*** Opening of Selected extract ***

Classic Main Street Department Store Closes, Leaving Nostalgia Behind

SOUTH KINGSTOWN, R.I. - As Bobby Vinton tunes played, Kenyon's sales clerks hand-cranked oversized cash registers, ringing up sales with a cha-ching that could be heard back in the curtained dressing cubicles.

"That's music to my ears," one man told sales clerk Pat Lund.

A few days later, after 140 years, the music came to an end. At the end of October, Kenyon's, one of the last of the old-fashioned Main Street department stores, closed for good.

No longer will customers walk up two wooden steps onto hardwood floors and be greeted by merchandise displayed on tables and by sales clerks who figure tax in their heads and write out receipts in longhand.

Owner Carol Kenyon Hazlehurst, whose great-great-grandfather William Kenyon opened the store, says her two sons have their own careers and don't want to take on what she calls the store's "terrible burden." And, at 55, she wants to enjoy an active retirement with her husband.

A Wal-Mart that opened 20 minutes away didn't help. Clerk Tina Taylor, 79, is convinced that was the store's undoing.

"Too much competition," says Taylor, all business in a navy suit.

The original Kenyon's opened in a building a few doors down from the current store, which since 1891 had been housed in a wooden, Queen Anne-style building with a brick foundation and glass display windows.

*** Close of Selected extract ***
*** Opening of Material supplied ***

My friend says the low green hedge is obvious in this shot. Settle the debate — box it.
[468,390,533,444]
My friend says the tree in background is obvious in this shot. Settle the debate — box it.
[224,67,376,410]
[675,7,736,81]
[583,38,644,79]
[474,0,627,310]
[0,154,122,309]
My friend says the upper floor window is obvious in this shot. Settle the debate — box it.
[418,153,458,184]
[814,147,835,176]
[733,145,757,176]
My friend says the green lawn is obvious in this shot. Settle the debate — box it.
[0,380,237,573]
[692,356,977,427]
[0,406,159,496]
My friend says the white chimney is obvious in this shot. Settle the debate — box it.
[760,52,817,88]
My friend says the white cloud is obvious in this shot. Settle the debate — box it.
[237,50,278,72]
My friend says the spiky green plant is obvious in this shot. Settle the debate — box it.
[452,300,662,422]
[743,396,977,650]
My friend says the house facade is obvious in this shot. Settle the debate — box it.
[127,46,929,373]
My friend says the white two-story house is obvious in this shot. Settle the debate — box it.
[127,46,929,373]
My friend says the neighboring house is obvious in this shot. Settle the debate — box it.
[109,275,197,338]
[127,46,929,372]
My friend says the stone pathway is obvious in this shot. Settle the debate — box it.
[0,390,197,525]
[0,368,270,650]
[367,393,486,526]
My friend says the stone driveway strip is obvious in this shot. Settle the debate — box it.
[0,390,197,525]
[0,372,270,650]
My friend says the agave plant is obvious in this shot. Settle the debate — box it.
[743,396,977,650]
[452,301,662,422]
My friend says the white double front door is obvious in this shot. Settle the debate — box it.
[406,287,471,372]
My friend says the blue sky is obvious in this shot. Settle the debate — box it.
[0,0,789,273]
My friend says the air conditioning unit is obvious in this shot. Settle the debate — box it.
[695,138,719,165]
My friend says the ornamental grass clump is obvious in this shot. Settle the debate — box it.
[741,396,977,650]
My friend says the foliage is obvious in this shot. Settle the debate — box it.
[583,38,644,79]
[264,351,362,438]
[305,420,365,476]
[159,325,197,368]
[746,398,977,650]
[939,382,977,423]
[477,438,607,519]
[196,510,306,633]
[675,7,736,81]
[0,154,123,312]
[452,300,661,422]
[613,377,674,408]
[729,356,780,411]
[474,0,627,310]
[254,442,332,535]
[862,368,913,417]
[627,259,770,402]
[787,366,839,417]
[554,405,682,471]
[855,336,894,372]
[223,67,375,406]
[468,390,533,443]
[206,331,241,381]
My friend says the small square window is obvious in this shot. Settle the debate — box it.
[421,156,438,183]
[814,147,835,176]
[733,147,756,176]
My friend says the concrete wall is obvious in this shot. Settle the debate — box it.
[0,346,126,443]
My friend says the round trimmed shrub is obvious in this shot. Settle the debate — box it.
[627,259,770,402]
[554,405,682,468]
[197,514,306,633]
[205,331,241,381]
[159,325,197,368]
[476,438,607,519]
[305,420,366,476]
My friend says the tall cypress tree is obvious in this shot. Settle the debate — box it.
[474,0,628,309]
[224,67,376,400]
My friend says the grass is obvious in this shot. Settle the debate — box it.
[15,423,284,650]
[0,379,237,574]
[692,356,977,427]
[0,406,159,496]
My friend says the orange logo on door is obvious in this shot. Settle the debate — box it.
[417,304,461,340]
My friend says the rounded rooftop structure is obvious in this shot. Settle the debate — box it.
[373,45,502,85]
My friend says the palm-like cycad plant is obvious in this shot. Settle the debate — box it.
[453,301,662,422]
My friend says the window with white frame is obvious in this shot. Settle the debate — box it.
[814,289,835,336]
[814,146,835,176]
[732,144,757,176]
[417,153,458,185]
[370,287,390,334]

*** Close of Material supplied ***

What you have to do —
Can you rewrite the department store article from "Classic Main Street" to "closed for good.", replacing "music" with "sound"?

Reply to the task —
Classic Main Street Department Store Closes, Leaving Nostalgia Behind

SOUTH KINGSTOWN, R.I. - As Bobby Vinton tunes played, Kenyon's sales clerks hand-cranked oversized cash registers, ringing up sales with a cha-ching that could be heard back in the curtained dressing cubicles.

"That's sound to my ears," one man told sales clerk Pat Lund.

A few days later, after 140 years, the sound came to an end. At the end of October, Kenyon's, one of the last of the old-fashioned Main Street department stores, closed for good.